Task requirements
List each line of the records below that contains the word "query", copying every such line in full.

Available records
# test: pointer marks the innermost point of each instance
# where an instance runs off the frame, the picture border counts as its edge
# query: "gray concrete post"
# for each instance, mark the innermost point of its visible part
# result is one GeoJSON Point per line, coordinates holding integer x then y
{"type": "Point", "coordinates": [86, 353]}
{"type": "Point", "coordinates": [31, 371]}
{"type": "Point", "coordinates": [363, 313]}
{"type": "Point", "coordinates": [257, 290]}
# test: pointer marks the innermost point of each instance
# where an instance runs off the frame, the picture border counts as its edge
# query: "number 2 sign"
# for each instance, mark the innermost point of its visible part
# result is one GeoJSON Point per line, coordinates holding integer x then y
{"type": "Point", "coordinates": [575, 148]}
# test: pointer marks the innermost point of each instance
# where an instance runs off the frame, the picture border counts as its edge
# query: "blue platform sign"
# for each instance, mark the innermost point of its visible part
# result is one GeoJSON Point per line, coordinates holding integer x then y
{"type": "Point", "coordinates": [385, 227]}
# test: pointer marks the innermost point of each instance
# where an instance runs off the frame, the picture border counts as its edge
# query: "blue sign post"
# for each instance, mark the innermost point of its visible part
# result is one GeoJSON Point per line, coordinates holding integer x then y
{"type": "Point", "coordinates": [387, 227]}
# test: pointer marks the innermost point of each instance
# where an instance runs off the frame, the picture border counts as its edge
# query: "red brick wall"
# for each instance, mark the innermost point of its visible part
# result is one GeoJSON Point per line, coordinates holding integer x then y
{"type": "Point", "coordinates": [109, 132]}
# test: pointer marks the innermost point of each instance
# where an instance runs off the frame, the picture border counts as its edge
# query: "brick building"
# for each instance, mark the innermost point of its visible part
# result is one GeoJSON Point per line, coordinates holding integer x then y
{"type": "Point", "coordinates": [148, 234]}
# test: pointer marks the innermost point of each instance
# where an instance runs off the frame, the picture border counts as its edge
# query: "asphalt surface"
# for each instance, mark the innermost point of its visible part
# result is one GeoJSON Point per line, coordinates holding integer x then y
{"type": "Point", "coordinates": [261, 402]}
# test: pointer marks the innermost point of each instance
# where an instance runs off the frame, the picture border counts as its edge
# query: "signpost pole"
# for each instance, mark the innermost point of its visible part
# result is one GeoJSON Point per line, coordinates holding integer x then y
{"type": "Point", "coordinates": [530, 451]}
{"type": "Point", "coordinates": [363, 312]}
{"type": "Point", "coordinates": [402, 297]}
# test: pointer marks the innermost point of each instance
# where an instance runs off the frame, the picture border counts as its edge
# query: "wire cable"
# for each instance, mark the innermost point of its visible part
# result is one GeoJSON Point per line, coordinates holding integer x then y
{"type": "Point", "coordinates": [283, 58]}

Answer
# query: "gray concrete post"
# query: "number 2 sign"
# query: "blue platform sign"
# query: "blue sign post"
# query: "red brick wall"
# query: "brick building"
# query: "asphalt surface"
# query: "signpost pole"
# query: "wire cable"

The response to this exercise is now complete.